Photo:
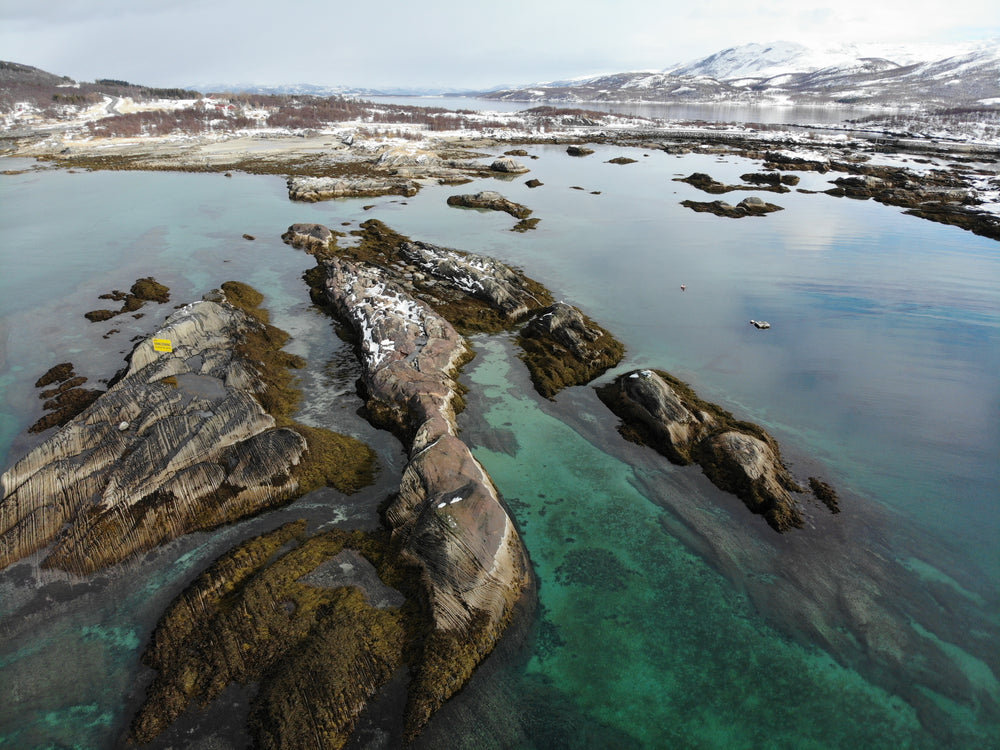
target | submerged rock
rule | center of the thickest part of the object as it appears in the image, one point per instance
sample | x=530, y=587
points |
x=313, y=238
x=319, y=653
x=707, y=184
x=490, y=200
x=739, y=457
x=311, y=189
x=752, y=206
x=200, y=450
x=508, y=166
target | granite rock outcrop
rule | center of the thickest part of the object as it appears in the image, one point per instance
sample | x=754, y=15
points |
x=447, y=519
x=478, y=293
x=492, y=201
x=182, y=440
x=658, y=410
x=311, y=189
x=751, y=206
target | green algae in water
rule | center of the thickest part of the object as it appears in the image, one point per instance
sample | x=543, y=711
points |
x=641, y=634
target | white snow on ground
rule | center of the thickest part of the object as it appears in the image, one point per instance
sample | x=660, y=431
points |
x=388, y=308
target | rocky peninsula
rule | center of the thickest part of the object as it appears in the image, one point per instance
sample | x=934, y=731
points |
x=192, y=434
x=477, y=293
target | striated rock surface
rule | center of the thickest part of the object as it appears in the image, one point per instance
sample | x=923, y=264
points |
x=492, y=201
x=660, y=411
x=447, y=519
x=180, y=442
x=410, y=354
x=313, y=189
x=479, y=293
x=505, y=290
x=563, y=347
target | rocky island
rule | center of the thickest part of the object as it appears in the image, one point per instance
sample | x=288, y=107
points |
x=740, y=457
x=192, y=434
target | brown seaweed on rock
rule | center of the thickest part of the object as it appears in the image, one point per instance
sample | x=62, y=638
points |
x=183, y=440
x=562, y=347
x=318, y=653
x=447, y=520
x=739, y=457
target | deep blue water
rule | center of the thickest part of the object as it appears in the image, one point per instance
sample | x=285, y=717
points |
x=669, y=617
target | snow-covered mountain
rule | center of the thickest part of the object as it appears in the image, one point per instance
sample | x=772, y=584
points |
x=924, y=77
x=308, y=89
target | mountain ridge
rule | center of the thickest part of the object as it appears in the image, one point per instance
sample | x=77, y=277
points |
x=966, y=74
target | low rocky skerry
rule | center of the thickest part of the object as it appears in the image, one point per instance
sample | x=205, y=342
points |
x=658, y=410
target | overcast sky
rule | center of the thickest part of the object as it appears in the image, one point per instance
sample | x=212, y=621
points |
x=439, y=43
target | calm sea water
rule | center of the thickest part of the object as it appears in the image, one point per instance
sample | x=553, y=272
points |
x=668, y=616
x=798, y=114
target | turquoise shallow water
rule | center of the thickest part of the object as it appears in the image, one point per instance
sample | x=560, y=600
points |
x=668, y=617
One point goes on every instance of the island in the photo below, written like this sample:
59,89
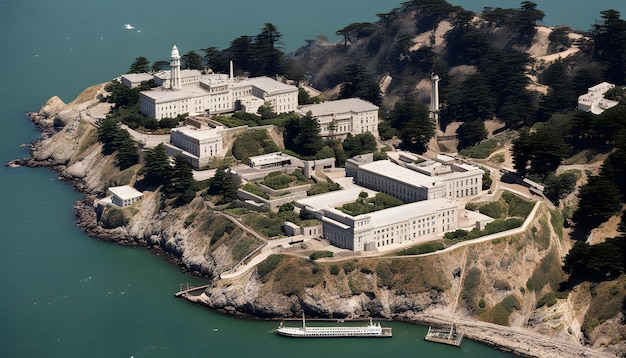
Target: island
448,174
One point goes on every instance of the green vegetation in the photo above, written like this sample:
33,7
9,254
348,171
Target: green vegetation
253,143
501,313
114,139
278,180
114,217
323,187
607,300
363,206
244,246
254,189
320,254
267,266
550,298
600,262
481,150
469,292
548,272
422,249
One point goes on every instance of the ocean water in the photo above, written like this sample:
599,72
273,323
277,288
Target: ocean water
63,294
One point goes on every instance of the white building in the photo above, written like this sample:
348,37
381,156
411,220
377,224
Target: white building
199,146
593,101
189,91
132,80
416,182
397,225
125,195
338,118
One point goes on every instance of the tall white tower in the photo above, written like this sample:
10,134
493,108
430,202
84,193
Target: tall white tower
175,69
434,98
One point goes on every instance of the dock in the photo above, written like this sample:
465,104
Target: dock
445,336
187,289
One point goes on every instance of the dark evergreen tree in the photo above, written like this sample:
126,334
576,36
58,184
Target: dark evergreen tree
224,183
192,61
157,165
471,133
598,200
609,38
181,177
302,135
141,65
357,83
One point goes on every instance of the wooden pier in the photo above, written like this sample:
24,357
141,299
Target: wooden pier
188,289
445,336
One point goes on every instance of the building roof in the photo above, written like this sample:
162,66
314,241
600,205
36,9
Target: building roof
398,173
137,77
199,134
275,157
405,212
125,192
166,74
333,198
269,85
160,94
355,105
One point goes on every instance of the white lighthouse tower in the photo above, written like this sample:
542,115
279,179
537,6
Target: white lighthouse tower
434,98
175,69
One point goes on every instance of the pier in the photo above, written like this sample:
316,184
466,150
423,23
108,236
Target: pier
188,289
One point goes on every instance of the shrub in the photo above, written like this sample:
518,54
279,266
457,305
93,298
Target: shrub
348,266
254,189
112,218
268,265
422,248
319,254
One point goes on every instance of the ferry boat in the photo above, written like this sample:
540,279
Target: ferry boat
369,330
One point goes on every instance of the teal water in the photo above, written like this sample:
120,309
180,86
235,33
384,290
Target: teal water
63,294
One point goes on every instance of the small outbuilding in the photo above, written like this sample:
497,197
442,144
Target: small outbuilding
125,195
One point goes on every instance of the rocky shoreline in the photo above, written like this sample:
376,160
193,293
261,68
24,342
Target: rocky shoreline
521,342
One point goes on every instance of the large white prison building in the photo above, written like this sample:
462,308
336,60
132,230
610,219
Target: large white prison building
417,182
189,91
397,225
338,118
199,146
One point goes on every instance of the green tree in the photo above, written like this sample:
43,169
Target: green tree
609,37
412,120
157,165
181,177
127,155
141,65
224,183
268,58
598,200
357,83
216,60
471,133
302,135
359,144
192,61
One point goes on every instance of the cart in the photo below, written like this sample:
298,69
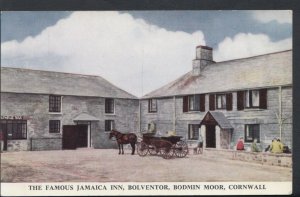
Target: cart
167,147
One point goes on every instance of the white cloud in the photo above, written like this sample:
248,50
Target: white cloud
110,44
246,45
265,16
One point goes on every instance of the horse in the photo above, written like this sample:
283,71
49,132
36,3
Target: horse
129,138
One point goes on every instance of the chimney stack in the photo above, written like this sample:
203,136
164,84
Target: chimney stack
204,57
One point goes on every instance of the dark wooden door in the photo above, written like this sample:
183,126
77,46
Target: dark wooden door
69,137
82,134
210,136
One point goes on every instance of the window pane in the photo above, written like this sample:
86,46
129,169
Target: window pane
255,98
191,103
109,125
252,132
54,103
197,103
153,105
247,100
219,101
54,126
109,105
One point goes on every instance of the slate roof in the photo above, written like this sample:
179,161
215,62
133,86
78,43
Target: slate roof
267,70
19,80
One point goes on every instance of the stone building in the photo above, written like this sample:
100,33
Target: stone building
37,105
222,101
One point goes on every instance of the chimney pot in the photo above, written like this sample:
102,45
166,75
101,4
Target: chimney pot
204,57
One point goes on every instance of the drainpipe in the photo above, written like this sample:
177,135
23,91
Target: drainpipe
174,115
280,111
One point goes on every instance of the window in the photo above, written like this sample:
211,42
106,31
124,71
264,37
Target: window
109,106
15,129
54,126
252,98
194,103
54,103
221,101
252,132
152,105
193,132
109,125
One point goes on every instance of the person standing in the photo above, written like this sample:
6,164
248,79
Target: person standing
254,147
276,146
240,144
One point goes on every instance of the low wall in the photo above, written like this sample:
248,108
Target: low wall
46,144
17,145
265,158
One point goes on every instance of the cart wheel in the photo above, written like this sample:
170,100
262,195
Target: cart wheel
181,149
142,149
167,151
153,150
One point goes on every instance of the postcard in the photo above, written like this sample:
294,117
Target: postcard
146,102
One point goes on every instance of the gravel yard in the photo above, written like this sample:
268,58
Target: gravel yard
105,165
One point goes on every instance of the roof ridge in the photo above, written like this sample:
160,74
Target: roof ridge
255,56
83,76
48,71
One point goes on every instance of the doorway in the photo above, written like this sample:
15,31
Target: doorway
210,136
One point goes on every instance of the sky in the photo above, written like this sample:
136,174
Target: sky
139,51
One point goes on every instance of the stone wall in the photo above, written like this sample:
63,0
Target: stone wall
36,108
45,144
269,127
264,158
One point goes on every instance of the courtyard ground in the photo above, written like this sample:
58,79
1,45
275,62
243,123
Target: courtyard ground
105,165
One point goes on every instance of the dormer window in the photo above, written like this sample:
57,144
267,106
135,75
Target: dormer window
194,103
109,106
221,101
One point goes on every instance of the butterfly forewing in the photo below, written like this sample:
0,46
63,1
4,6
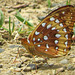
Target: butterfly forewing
52,37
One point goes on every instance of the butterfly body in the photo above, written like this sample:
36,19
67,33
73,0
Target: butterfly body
52,37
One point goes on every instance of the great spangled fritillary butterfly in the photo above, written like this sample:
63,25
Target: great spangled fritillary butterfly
52,37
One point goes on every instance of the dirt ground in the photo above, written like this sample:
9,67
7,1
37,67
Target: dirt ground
25,64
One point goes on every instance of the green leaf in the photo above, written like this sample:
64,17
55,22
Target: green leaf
9,25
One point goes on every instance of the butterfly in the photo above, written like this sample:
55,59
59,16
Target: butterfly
52,37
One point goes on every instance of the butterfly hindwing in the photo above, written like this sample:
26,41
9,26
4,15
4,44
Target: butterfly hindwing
52,37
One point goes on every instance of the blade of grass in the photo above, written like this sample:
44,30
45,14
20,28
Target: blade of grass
9,25
13,27
1,18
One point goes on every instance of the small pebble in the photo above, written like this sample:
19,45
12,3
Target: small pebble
64,61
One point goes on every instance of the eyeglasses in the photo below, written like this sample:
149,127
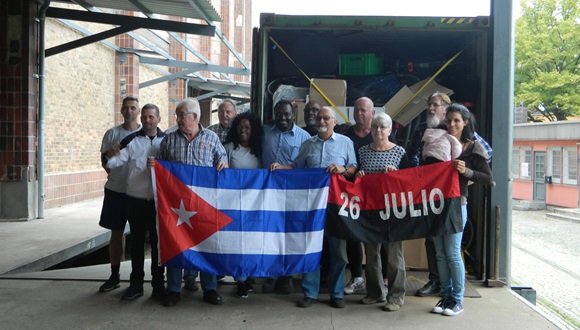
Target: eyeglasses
182,115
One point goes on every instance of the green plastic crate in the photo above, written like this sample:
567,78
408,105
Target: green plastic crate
360,64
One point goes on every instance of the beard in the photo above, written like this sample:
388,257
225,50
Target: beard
432,120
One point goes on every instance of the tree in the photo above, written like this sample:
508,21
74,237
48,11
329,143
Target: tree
547,72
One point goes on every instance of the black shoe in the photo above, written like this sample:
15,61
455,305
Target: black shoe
269,286
212,297
432,288
337,303
284,285
307,302
171,299
112,283
242,290
132,292
159,292
190,284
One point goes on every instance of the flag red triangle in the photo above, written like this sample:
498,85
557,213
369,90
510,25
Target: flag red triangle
184,219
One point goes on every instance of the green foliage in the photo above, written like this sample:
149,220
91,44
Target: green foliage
547,72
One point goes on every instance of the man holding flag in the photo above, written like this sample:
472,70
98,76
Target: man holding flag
335,153
194,145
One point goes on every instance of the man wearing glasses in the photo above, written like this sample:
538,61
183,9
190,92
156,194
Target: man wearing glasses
193,145
335,153
281,143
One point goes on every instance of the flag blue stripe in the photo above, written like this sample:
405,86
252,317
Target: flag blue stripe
248,179
247,264
277,222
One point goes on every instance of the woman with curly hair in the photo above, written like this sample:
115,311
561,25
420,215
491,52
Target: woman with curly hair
244,142
244,149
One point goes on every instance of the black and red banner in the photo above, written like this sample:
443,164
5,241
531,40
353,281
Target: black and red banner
387,207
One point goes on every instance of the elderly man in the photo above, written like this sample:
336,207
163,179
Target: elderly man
113,214
134,151
226,113
281,143
360,134
437,104
310,111
194,145
336,154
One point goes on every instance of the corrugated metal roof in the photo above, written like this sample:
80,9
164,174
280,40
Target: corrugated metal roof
197,9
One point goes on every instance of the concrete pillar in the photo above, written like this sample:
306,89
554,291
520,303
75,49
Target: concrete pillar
18,109
126,72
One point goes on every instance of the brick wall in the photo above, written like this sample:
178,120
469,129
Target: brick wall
156,94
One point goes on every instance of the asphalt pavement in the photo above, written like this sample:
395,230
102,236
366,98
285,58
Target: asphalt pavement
69,298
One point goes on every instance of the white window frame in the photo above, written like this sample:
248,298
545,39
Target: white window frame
516,162
552,166
524,166
566,168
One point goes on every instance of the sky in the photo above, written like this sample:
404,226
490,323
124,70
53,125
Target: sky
372,7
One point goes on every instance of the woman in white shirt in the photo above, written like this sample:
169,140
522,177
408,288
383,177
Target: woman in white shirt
244,147
244,142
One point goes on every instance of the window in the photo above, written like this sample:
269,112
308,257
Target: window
516,163
570,165
555,164
526,163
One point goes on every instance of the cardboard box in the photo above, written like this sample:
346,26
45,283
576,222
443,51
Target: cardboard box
299,119
417,103
334,89
414,253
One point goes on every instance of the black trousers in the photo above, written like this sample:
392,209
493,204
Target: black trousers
431,259
141,214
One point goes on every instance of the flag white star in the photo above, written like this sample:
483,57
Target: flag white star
183,215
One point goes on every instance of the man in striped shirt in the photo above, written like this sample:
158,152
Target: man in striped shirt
226,113
193,145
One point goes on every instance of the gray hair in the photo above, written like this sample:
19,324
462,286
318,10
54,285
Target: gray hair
151,106
192,106
382,119
332,112
230,101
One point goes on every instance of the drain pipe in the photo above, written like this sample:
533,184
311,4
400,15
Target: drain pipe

####################

TASK TO COMPLETE:
Say how many lines in the listing above hold "snow". Give the number only.

FINAL ANSWER:
2